# TASK PROMPT
Can you quote the GaussianModulationND documentation word for word, starting at "For a coordinate" and ending after "a global convolution."?

# SOURCE PASSAGE
+--

GaussianModulationND#

class GaussianModulationND( data_dim, num_channels, grid_size, min_attenuation_at_step=0.1, max_attenuation_at_limit=0.95, init_extent=1.0, parametrization='direct', )#

Bases: Module

Learnable Gaussian-window spatial mask for ND convolutional kernels.

Geometry#

For a coordinate grid normalised to [−1, 1] (center = 0) and per-axis, per-channel standard deviations \(\sigma_{d,c} > 0\), the mask value at position \(p = (p_0, \ldots, p_{D-1})\) for channel c is the product of per-axis Gaussians:

\[m_c(p) = \prod_{d=0}^{D-1} \exp\!\Bigl(-\tfrac{1}{2}\bigl(p_d / \sigma_{d,c}\bigr)^2\Bigr)\]

All values lie in (0, 1]. The mask equals 1 at the origin and decays symmetrically in all directions; the level set at value v is an axis-aligned ellipsoid with semi-axes \(\sigma_{d,c}\sqrt{-2\ln v}\).

1 = fully included, 0 = fully excluded. A narrow Gaussian (small σ) concentrates the effective kernel around the origin, making the operator local; a wide Gaussian (large σ) lets the full grid contribute, approaching a global convolution.

ND generalisation#

The mask factorises over axes. In 2D the mask surface looks like a 2D Gaussian bell (not a sphere — each axis has an independent σ). In 3D it is a trivariate axis-aligned Gaussian. Because the mask is a product, the corner value at position (position, position, …, position) is the product of the individual per-axis Gaussian values, which equals single_axis_mask_value ** data_dim. The attenuation parameters (min_attenuation_at_step, max_attenuation_at_limit) are therefore defined as single-axis (1D) measurements — the effective ND attenuation at the grid corner is stricter by a factor of data_dim in the exponent.

Parametrisation and clamping#

The learned parameter std_param of shape [data_dim, num_channels] stores raw values that are mapped to strictly-positive std values via parametrization:

'direct' — std_param IS the std; a register_forward_pre_hook clamps it into [min_std, max_std] in-place (torch.no_grad), so gradients at the boundary are preserved through the activation.
'log' — std = exp(std_param); hard clamp applied after (breaks boundary gradients — see inline warning).
'softplus' — std = softplus(std_param); hard clamp applied after.

Initialisation#

min_attenuation_at_step and max_attenuation_at_limit define the clamp bounds [min_std, max_std]. The initial std_param is a logspace ramp from min_std to init_std_high_unit on every axis, scaled per-axis by init_extent:

init_std_low[d] = clamp(min_std * extent[d], min_std, max_std)
init_std_high[d] = clamp(init_std_high_unit * extent[d], min_std, max_std)

where init_std_high_unit ≈ 0.4724 is the std at which a 1D Gaussian reaches 0.1 at position 1. See init_extent below.

All attenuation values are single-axis (1D) measurements; see the ND generalisation note above.

+--

# MATERIAL SHOWN
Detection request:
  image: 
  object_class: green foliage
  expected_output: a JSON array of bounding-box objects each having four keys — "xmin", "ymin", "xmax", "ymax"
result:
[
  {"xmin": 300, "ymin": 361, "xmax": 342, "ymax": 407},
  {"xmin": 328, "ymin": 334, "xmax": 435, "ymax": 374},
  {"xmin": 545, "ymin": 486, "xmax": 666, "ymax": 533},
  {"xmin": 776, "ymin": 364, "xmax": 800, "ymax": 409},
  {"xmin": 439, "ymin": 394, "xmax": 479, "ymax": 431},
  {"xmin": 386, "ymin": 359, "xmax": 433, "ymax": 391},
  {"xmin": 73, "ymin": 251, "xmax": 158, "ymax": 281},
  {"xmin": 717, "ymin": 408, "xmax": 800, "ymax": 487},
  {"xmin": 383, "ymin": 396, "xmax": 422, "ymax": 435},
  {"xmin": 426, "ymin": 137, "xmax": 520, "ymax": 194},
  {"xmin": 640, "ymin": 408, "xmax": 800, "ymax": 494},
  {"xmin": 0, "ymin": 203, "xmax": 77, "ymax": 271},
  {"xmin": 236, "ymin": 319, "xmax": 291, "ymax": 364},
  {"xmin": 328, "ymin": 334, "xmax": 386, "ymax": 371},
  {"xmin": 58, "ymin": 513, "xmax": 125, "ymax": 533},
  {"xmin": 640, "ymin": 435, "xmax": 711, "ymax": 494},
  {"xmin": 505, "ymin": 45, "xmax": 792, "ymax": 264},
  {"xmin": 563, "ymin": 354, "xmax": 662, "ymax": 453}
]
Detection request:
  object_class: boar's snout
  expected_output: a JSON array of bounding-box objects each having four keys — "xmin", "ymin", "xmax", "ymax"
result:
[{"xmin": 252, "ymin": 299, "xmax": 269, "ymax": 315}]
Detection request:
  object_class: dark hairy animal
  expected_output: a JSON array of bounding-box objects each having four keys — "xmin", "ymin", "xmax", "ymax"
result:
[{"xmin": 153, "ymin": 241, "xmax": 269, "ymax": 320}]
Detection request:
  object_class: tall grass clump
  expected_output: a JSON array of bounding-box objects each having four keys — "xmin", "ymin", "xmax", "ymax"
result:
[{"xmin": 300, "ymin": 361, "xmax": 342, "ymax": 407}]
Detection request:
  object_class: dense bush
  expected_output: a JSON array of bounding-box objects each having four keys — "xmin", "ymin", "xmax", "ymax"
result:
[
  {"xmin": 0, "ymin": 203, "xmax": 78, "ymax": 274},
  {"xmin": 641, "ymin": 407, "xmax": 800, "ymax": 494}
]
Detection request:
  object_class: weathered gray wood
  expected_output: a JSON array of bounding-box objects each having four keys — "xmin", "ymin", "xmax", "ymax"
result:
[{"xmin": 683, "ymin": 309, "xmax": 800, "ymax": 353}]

+--

# THE RESPONSE
For a coordinate grid normalised to [−1, 1] (center = 0) and per-axis, per-channel standard deviations \(\sigma_{d,c} > 0\), the mask value at position \(p = (p_0, \ldots, p_{D-1})\) for channel c is the product of per-axis Gaussians:

\[m_c(p) = \prod_{d=0}^{D-1} \exp\!\Bigl(-\tfrac{1}{2}\bigl(p_d / \sigma_{d,c}\bigr)^2\Bigr)\]

All values lie in (0, 1]. The mask equals 1 at the origin and decays symmetrically in all directions; the level set at value v is an axis-aligned ellipsoid with semi-axes \(\sigma_{d,c}\sqrt{-2\ln v}\).

1 = fully included, 0 = fully excluded. A narrow Gaussian (small σ) concentrates the effective kernel around the origin, making the operator local; a wide Gaussian (large σ) lets the full grid contribute, approaching a global convolution.